(Collected data entries)
/---

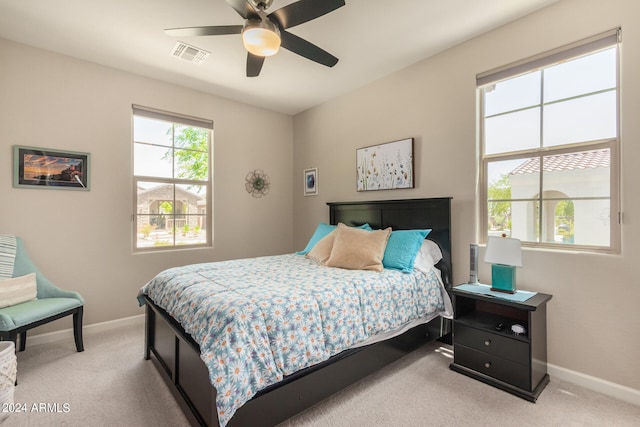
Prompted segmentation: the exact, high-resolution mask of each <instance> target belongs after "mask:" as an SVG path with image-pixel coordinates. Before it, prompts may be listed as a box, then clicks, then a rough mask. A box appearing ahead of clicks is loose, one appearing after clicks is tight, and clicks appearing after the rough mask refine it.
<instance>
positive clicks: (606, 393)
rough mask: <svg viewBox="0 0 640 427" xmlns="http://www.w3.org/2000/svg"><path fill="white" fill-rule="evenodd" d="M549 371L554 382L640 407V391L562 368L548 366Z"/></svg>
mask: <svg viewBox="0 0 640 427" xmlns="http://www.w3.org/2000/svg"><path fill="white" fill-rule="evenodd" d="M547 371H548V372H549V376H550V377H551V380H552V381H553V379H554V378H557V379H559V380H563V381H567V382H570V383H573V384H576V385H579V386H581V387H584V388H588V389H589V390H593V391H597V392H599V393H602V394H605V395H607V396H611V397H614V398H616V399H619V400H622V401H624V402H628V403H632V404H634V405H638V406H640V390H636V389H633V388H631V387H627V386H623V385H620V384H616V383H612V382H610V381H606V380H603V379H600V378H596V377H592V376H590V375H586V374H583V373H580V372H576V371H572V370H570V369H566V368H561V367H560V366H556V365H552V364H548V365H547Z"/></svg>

\---
/---

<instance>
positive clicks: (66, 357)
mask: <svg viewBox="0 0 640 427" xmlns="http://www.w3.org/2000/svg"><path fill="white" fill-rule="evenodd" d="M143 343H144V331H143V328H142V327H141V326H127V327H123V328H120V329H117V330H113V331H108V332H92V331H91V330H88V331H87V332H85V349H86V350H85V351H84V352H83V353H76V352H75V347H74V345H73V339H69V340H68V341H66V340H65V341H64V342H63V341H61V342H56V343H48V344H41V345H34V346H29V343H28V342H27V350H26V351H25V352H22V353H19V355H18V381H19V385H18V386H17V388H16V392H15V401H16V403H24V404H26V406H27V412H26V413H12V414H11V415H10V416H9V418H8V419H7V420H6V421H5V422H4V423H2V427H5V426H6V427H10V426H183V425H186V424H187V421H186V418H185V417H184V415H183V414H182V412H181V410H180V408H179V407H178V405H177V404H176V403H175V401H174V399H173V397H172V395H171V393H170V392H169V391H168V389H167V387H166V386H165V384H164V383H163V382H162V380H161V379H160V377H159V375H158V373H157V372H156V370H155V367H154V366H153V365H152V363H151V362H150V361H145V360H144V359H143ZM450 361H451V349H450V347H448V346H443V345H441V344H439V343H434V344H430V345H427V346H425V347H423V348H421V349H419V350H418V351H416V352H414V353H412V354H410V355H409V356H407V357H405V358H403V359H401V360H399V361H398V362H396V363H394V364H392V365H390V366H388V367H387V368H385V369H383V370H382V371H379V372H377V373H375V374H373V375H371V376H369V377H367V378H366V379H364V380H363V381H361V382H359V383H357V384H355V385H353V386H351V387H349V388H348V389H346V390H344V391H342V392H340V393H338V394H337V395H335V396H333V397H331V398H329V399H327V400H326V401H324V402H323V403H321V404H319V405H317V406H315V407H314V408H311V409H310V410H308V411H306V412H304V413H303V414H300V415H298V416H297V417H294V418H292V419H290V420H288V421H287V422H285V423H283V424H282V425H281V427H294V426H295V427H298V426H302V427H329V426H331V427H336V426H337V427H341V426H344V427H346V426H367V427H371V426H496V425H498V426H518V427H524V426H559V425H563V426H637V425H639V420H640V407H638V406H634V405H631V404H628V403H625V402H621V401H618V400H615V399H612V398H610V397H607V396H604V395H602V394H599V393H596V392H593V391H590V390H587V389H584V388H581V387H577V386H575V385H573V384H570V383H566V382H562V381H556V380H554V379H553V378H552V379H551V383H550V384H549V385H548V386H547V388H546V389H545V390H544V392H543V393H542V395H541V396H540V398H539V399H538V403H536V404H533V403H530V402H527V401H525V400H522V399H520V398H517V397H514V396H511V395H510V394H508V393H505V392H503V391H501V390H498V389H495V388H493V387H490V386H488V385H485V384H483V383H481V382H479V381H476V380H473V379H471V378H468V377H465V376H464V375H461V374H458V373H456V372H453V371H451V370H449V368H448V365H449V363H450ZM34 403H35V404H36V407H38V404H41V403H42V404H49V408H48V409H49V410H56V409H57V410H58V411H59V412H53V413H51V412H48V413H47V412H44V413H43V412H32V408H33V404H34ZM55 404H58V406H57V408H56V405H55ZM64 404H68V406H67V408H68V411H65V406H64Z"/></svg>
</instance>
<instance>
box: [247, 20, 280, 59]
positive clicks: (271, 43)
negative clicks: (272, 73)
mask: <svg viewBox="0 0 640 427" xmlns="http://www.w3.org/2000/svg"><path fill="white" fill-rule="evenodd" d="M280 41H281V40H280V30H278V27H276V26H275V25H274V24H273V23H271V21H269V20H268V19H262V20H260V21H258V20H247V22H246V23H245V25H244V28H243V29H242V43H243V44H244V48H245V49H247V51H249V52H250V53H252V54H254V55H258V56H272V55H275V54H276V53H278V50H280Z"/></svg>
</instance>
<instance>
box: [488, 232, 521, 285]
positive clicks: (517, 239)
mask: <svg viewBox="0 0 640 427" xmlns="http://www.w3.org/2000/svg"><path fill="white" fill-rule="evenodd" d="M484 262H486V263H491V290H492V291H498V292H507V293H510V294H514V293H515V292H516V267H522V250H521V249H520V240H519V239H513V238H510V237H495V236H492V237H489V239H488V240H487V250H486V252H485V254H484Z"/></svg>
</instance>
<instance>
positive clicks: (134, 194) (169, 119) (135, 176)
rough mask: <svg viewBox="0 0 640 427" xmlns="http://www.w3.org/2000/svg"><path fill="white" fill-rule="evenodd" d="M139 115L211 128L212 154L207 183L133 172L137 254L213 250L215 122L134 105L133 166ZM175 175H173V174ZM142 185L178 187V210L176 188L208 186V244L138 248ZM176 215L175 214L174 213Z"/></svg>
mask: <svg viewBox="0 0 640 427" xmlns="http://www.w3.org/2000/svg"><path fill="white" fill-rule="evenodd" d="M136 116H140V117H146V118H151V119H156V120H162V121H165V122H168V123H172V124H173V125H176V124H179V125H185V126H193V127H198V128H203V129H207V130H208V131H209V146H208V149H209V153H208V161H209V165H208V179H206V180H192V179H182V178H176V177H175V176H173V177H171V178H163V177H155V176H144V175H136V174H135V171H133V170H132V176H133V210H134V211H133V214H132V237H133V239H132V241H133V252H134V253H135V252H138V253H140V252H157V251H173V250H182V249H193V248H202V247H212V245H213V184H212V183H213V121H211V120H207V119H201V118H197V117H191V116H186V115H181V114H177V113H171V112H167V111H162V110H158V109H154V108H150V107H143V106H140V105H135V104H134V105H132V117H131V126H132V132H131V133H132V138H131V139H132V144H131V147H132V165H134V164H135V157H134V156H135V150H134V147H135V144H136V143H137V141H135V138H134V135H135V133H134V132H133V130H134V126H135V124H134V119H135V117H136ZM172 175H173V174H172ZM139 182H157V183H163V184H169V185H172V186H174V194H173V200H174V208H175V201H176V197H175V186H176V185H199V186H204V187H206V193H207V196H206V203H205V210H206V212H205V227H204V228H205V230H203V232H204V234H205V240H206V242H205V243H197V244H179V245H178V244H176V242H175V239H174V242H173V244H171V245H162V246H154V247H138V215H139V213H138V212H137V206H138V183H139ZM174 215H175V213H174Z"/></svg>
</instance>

\---
/---

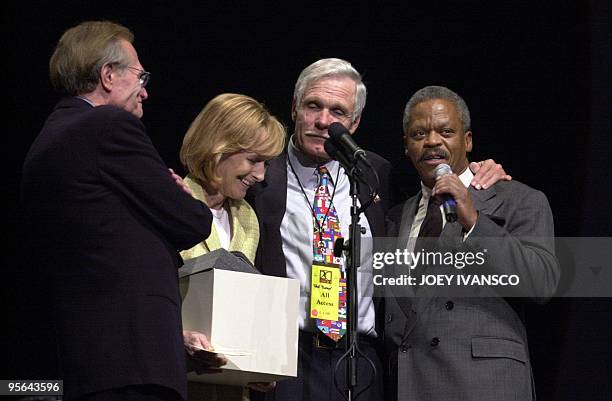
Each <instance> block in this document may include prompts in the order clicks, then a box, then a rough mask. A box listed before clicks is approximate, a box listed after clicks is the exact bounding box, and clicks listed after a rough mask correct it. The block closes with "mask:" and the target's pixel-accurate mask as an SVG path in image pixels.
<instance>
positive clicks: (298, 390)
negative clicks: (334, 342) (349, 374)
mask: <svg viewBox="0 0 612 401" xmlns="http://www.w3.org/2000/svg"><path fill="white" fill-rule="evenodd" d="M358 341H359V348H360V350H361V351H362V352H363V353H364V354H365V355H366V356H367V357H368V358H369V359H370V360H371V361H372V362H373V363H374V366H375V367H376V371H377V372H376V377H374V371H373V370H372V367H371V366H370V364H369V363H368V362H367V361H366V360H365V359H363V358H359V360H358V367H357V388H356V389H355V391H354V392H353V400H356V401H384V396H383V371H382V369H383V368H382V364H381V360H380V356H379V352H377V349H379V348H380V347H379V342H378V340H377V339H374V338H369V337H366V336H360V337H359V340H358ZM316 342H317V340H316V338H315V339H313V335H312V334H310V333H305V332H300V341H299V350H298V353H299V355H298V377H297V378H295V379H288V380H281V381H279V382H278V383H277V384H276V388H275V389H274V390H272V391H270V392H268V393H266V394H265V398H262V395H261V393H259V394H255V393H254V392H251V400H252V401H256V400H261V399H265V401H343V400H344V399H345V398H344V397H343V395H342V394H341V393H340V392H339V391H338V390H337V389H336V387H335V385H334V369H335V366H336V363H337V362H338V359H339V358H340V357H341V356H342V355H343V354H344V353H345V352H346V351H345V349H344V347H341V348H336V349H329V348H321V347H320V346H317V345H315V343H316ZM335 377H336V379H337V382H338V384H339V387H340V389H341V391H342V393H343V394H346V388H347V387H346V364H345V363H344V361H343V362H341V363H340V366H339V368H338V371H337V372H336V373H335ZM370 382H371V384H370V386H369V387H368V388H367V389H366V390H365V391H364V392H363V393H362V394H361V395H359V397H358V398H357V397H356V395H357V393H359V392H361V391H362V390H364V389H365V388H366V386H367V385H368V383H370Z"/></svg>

\---

ABOUT THIS TASK
Please copy the entries from the line containing "Prompted segmentation: the" through the line containing "positive clicks: (606, 393)", including both of those lines.

WRITTEN SOLUTION
Prompted segmentation: the exact, high-resolution mask of each <instance> target belongs after "mask:" as an SVG path with image-pixel coordinates. Before it, prompts may be listed as a box, then clicks, then a rough mask. A box appearing ahead of clicks is loose, one appearing after clicks is tight, and clicks appearing after the rough mask refine it.
<instance>
positive clicks: (606, 393)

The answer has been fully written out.